▶ [Using the information]
1) According to the article on do-gooders, how long do psychologists study after high school before they are licensed where the writer comes from?
2) Set down the part of the do-gooders article that opens with the words containing "You Can Thank" and closes with "factors at play.".

▶ [Selected passage]
══════════

Do-Gooders: When helping others isn’t a help
| April 17, 2013What is there to know? More than you can imagine.
Everyone thinks being a psychologist is easy. In fact everyone thinks he or she is a psychologist! After all what does it take besides a little common sense some knowledge of Torah and a bit of natural talent?
In possession of these basics almost anyone should be able to analyze other people grasp the complexity of their life situations and advise them wisely — or so it would seem.
You Can Thank Me
The final essential ingredient is the sincere desire to help others. “I love helping people” Yoni exclaims. “And I’m pretty good at it. It’s because of me that Chaim and Kayla are still married.”
Well maybe Yoni had a positive role in that one but he really shouldn’t take full credit for the outcome. After all we don’t hear him announcing “It’s because of me that Dovy and Freeda got divorced.”
In the latter situation Yoni’s more reasonable humility comes to the surface. He most likely wouldn’t make such a statement because he knows that a couple doesn’t divorce because of what someone else says or doesn’t say. He intuitively understands that the situation is complex and there are many many factors at play.
Why he forgets this when a marriage works out is understandable. Yoni is not a professional. He doesn’t understand his role in the “helping profession.”
I Know What’s Right
Similarly many lay therapists (people-helpers who have no professional training) rely on their intuition and gut feelings rather than on a theoretical framework that informs and guides treatment.
Of course even professionals add intuitive processes to their work as does every person in every field. We can’t drop this side of our brain even if we want to. It is attached to the other side and comes along for the ride! Moreover intuition adds to the quality of one’s work in any endeavor. It’s simply that this faculty must rest on a foundation of true knowledge in certain applications. For instance when a person is feeling very ill he or she would be unlikely to go to an intuitive neighbor for diagnosis and treatment preferring instead to search out an intuitive highly trained professional doctor.
Self-proclaimed psychologists however feel that there is no science involved in this line of work. Yes a doctor requires training because his work is so technical. Any smart human being on the other hand can practice psychology because after all “what is there to know?”
Where I come from psychologists study for 12 to 15 years after graduating high school before they are licensed to practice the profession. What is there to know? More than you can imagine.

══════════

▶ [Available data]

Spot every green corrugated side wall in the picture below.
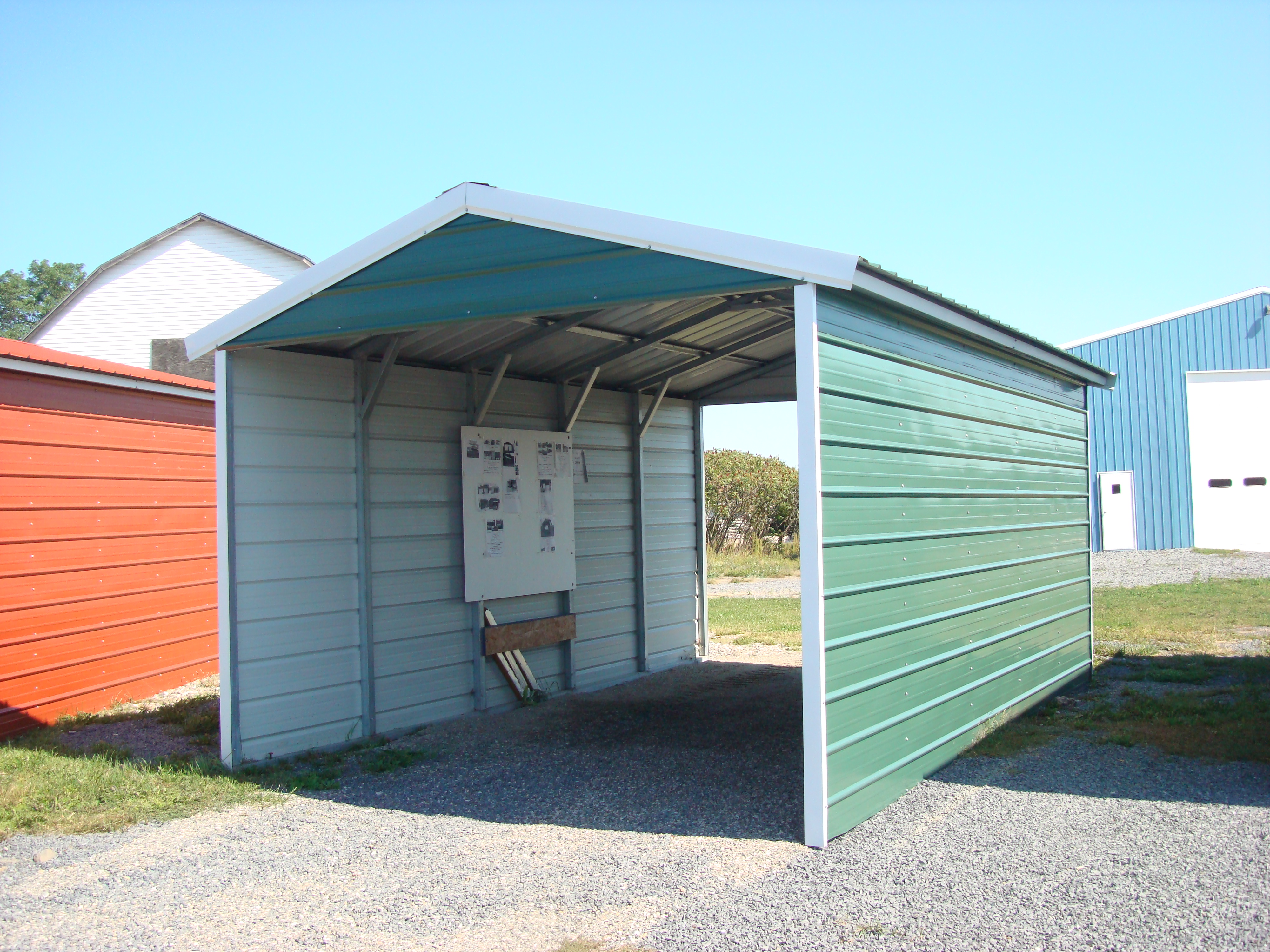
[819,334,1092,836]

══════════

▶ [Replies]
1) 12 to 15 years.

2)
You Can Thank Me
The final essential ingredient is the sincere desire to help others. “I love helping people” Yoni exclaims. “And I’m pretty good at it. It’s because of me that Chaim and Kayla are still married.”
Well maybe Yoni had a positive role in that one but he really shouldn’t take full credit for the outcome. After all we don’t hear him announcing “It’s because of me that Dovy and Freeda got divorced.”
In the latter situation Yoni’s more reasonable humility comes to the surface. He most likely wouldn’t make such a statement because he knows that a couple doesn’t divorce because of what someone else says or doesn’t say. He intuitively understands that the situation is complex and there are many many factors at play.